#### [Text for analysis]
Content starts

✓ Evidence Based

What is Type 2 Diabetes?

Through the history of the evolution of the descriptions and definitions of type 2 diabetes, one can begin to understand the disease. First described in the Ebbers papyrus, diabetes is a disease that has affected mankind for more than three millennia. During the renaissance, the term diabetes was coined as a disease. This Word came from a Greek word that meant siphon or to pass through. Later, physicians would attribute this name to the manifestation of excessive urine. Years later, diabetes would be classified into two major groups, diabetes mellitus, and diabetes insipidus.

What is Type 2 Diabetes?

Diabetes insipidus is characterized by dilute urine without sugar. Contrasting with diabetes mellitus which did have sugar. This is reflected in the etymological descriptors of each disease, insipidus meaning insipid or tasteless and mellitus meaning sweet. It is odd to think of professionals, like a physician, would taste the urine of men, however, it has been said that before the advances in biochemistry, a urine-ant test would be performed.  Urine would be left out on the outside for a certain time if it attracted ants this meant that sugar was present in the patient’s urine.

The difference between the two types was the origin of each.  Diabetes insipidus is related to abnormal urine concentration abnormalities. While diabetes mellitus is directly associated with abnormalities in sugar blood levels.  Afterward, it was observed that diabetes mellitus had several subtypes associated with its etiology, the most important subtypes being type 1 diabetes mellitus and type 2 diabetes mellitus. The initial difference was defined by the patient’s response to insulin. If the patient responded to insulin and this resulted in a decrease in glucose levels, the patient would be identified as insulin sensitive or type 1 diabetes. In contrast, type 2 diabetes patients would not respond to the administration of insulin.

Content ends

#### [Material supplied]

Content starts

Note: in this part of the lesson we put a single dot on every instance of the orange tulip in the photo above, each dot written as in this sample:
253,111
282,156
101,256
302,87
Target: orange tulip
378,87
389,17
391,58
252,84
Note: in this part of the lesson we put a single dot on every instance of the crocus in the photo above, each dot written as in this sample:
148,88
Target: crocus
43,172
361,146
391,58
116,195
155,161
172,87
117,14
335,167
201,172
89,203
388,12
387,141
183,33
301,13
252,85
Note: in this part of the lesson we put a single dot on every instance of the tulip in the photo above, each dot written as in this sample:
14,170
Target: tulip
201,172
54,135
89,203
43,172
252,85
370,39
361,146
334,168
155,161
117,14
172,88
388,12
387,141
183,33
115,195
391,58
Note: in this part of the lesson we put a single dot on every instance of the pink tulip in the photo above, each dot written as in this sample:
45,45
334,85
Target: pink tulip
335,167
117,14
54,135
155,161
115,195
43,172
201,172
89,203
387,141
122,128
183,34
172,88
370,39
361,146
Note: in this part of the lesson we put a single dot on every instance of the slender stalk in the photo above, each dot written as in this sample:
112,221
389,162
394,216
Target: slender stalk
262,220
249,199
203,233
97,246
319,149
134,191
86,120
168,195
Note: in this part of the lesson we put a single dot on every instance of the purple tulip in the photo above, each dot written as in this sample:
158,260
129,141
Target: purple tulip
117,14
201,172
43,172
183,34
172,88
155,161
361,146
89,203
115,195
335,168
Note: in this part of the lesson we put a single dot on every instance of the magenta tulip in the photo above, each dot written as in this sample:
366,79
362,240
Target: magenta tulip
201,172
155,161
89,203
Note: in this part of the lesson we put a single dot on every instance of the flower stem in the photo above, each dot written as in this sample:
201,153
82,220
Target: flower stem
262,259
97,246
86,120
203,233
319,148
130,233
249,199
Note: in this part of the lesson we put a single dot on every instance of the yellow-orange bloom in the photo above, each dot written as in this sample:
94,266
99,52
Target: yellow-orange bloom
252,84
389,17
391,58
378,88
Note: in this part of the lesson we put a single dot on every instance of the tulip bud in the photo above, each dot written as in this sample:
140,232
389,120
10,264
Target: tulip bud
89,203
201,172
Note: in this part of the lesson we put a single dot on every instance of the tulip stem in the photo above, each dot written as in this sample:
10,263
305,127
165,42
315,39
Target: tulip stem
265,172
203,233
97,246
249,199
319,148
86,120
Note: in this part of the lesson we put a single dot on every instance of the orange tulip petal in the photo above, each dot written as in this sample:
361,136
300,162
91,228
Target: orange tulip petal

Content ends

#### [Work order]
Retype the full text on type 2 diabetes word for word, leaving nothing out. The records have nothing to do with the text on type 2 diabetes.

#### [Your solution]
✓ Evidence Based

What is Type 2 Diabetes?

Through the history of the evolution of the descriptions and definitions of type 2 diabetes, one can begin to understand the disease. First described in the Ebbers papyrus, diabetes is a disease that has affected mankind for more than three millennia. During the renaissance, the term diabetes was coined as a disease. This Word came from a Greek word that meant siphon or to pass through. Later, physicians would attribute this name to the manifestation of excessive urine. Years later, diabetes would be classified into two major groups, diabetes mellitus, and diabetes insipidus.

What is Type 2 Diabetes?

Diabetes insipidus is characterized by dilute urine without sugar. Contrasting with diabetes mellitus which did have sugar. This is reflected in the etymological descriptors of each disease, insipidus meaning insipid or tasteless and mellitus meaning sweet. It is odd to think of professionals, like a physician, would taste the urine of men, however, it has been said that before the advances in biochemistry, a urine-ant test would be performed.  Urine would be left out on the outside for a certain time if it attracted ants this meant that sugar was present in the patient’s urine.

The difference between the two types was the origin of each.  Diabetes insipidus is related to abnormal urine concentration abnormalities. While diabetes mellitus is directly associated with abnormalities in sugar blood levels.  Afterward, it was observed that diabetes mellitus had several subtypes associated with its etiology, the most important subtypes being type 1 diabetes mellitus and type 2 diabetes mellitus. The initial difference was defined by the patient’s response to insulin. If the patient responded to insulin and this resulted in a decrease in glucose levels, the patient would be identified as insulin sensitive or type 1 diabetes. In contrast, type 2 diabetes patients would not respond to the administration of insulin.